What to produce: Copy all records verbatim.

(Some records)
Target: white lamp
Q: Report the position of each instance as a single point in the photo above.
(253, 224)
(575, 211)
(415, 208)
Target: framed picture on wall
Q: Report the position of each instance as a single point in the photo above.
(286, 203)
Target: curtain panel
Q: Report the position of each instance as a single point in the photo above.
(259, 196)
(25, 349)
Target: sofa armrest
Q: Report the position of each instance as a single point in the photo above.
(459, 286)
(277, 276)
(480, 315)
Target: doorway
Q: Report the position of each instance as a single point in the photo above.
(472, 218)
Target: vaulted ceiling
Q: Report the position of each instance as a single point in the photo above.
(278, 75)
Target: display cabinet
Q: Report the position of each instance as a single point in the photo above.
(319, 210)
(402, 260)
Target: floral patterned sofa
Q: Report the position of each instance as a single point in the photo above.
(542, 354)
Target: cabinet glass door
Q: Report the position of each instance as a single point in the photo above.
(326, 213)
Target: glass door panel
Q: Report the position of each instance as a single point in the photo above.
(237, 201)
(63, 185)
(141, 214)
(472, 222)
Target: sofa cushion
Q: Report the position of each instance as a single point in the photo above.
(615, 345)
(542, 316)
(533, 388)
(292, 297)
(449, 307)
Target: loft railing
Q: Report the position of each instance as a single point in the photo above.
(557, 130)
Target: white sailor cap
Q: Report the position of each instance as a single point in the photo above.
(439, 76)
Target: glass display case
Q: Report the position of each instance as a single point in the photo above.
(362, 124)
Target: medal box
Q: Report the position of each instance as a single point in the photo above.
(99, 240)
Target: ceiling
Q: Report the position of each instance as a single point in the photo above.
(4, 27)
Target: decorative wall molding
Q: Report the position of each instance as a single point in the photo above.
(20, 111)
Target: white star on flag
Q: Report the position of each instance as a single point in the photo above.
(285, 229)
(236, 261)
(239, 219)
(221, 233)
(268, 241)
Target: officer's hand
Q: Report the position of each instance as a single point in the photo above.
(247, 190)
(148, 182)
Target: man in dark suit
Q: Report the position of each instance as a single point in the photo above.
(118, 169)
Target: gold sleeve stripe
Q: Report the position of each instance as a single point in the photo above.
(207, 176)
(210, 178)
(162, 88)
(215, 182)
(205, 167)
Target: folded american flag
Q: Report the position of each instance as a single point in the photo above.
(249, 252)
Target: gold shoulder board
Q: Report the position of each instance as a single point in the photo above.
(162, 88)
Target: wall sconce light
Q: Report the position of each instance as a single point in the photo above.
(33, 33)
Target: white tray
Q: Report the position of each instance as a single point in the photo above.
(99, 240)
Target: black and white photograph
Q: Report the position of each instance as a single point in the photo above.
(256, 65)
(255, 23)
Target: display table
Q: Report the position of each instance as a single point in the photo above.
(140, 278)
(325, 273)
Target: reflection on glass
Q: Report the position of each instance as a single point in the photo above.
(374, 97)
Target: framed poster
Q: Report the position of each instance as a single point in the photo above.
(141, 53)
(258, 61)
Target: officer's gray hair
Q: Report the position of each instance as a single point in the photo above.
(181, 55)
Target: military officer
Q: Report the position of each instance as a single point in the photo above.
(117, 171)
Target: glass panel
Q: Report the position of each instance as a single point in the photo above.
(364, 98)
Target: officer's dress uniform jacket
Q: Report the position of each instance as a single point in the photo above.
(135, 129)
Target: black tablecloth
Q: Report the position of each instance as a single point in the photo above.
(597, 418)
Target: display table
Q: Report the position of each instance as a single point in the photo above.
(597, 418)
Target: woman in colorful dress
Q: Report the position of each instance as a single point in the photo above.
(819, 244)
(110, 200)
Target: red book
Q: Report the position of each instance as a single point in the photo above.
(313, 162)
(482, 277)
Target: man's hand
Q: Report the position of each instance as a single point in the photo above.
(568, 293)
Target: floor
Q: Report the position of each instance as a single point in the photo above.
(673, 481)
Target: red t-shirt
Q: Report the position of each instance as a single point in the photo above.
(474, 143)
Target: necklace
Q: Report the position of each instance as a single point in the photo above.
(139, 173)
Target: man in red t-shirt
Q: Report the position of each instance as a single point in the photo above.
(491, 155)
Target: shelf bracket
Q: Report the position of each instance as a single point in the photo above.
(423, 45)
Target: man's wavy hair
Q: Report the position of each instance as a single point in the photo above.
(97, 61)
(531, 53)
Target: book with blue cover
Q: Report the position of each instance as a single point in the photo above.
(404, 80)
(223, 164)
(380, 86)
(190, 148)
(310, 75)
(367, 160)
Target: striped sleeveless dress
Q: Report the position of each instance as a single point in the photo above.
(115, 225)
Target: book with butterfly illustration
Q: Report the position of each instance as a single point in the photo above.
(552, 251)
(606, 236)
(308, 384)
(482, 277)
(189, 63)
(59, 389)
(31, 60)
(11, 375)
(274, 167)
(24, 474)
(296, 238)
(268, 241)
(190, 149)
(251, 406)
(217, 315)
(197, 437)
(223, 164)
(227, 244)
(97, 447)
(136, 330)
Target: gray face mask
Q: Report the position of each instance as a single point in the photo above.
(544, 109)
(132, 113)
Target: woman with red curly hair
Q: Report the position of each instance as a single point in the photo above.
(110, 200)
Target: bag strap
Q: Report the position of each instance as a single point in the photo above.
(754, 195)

Written solution:
Target: white lamp
Q: Report the position of each instance as a single point in the photo above.
(253, 224)
(575, 211)
(415, 208)
Target: framed picture on wall
Q: Report the position of each instance as a single point in the photo above.
(286, 203)
Target: curtain panel
Q: Report the position of each instance as a single point in the photo above.
(259, 196)
(25, 349)
Target: sofa armrest
Q: Report the position of each instance as a single point in the photo above.
(459, 286)
(277, 276)
(480, 315)
Target: doorway
Q: Report the position of each instance as a single point in the photo above.
(472, 218)
Target: vaulted ceiling
Q: Report the position of each instance as a single point in the photo above.
(278, 75)
Target: display cabinet
Q: Report the position of each instance as a single point in the photo above.
(319, 210)
(402, 260)
Target: floral patterned sofa
Q: Report the position of each instance as a single point in the photo above.
(542, 354)
Target: cabinet glass door
Q: Report the position of each instance as a single point in the photo above.
(326, 213)
Target: glass door panel
Q: Report the position of each instance as a single point in the photo above.
(237, 201)
(63, 185)
(141, 214)
(472, 222)
Target: sofa cushion
Q: Report the position of each instance as a single point in the photo above.
(615, 345)
(542, 316)
(533, 388)
(292, 297)
(449, 307)
Target: loft railing
Q: Report the position of each instance as a single point in the photo above.
(557, 130)
Target: white sailor cap
Q: Report the position of each instance as a single point in the photo above.
(439, 76)
Target: glass display case
Q: Report the position of each instance as a single point in the photo above.
(362, 124)
Target: medal box
Q: Report the position of each instance as a single point in the photo above.
(99, 240)
Target: ceiling
Q: Report the position of each instance as a single point in the photo above.
(4, 27)
Target: decorative wall molding
Q: Report the position of each instance as a single point in the photo above.
(20, 111)
Target: white star on flag
Q: Report the position of each instance as a single point in the photo above.
(285, 229)
(236, 261)
(239, 219)
(221, 233)
(268, 241)
Target: officer's hand
Q: Report the position of each instance as a single point in the photo above.
(247, 190)
(148, 182)
Target: man in dark suit
Q: Report the position of each instance as a single point in the photo above.
(118, 169)
Target: gold sleeve stripe
Q: Report the position of each instance as a single point in the photo above.
(207, 176)
(210, 178)
(162, 88)
(215, 182)
(205, 167)
Target: folded american flag
Q: Report the position of each instance as a single point in the photo above.
(249, 252)
Target: gold shoulder board
Q: Report the position of each instance as a single point in the photo above.
(162, 88)
Target: wall sconce light
Q: Report the position of each instance as a single point in the photo above.
(33, 33)
Target: white tray
Q: Report the position of each instance as a single point in the photo above.
(99, 240)
Target: black and white photograph
Q: Report the position of each instance as a single point in the photo above.
(256, 65)
(255, 23)
Target: display table
Q: Report the position of each instance as a single point in the photo above.
(140, 278)
(325, 273)
Target: reflection on glass
Q: Report the position of each instance as a single point in the photo above.
(374, 97)
Target: framed poster
Q: Report the position of each instance as a single point in the photo above.
(141, 53)
(258, 61)
Target: officer's gray hair
Q: Report the position of each instance as a single point in the photo above.
(181, 55)
Target: military officer
Q: Report the position of each instance as a single point in the photo above.
(117, 171)
Target: glass panel
Q: Report the position of each instance as a single point in the photo above.
(364, 98)
Target: officer's dress uniform jacket
Q: Report the position of each instance as a single point in the photo above.
(135, 129)
Target: black tablecloth
Q: Report the position of each instance as a single point in the photo above.
(597, 418)
Target: display table
Q: Report the position of each instance as a single point in the photo above.
(597, 418)
Target: woman in colorful dress
Q: Report the position of each instance as a single point in the photo above.
(819, 244)
(110, 200)
Target: red book
Q: Report the position of each instance as a single point in the photo above.
(313, 162)
(482, 277)
Target: man's hand
Q: Report the position of each instance as a single point in the photo above.
(568, 293)
Target: floor
Q: Report the position of each instance as a single point in the photo above.
(673, 481)
Target: red t-shirt
Q: Report the position of each instance as a single point in the photo above.
(474, 143)
Target: necklace
Q: Report the position of each instance as a single point in the photo above.
(139, 173)
Target: man in red t-shirt
Q: Report the position of each instance as a single point in the photo above.
(491, 155)
Target: shelf bracket
Q: Report the position of each instance as a single point in the photo above.
(423, 45)
Target: man's wavy hair
Q: Report the position of each instance as a single point in the photo above.
(97, 61)
(531, 53)
Target: book with blue cover
Q: Report the position of each instance as a single point in the photo above.
(404, 80)
(223, 164)
(380, 86)
(190, 148)
(310, 75)
(367, 160)
Target: striped sleeveless dress
Q: Report the position of each instance as a single point in the photo above.
(115, 225)
Target: book with butterfly illustration
Q: Report the position of each instance as a single point in the photo above.
(552, 251)
(606, 236)
(308, 384)
(482, 277)
(189, 63)
(59, 389)
(31, 60)
(11, 375)
(274, 167)
(24, 474)
(296, 238)
(268, 241)
(190, 149)
(251, 406)
(217, 315)
(197, 437)
(223, 164)
(227, 244)
(97, 447)
(136, 330)
Target: gray face mask
Q: Report the position of each instance as a single point in the photo above.
(544, 109)
(132, 113)
Target: woman with red curly hair
Q: Report the position of each instance as a single point in the photo above.
(110, 200)
Target: bag strap
Q: Report the position of each instance as a single point in the photo above.
(754, 195)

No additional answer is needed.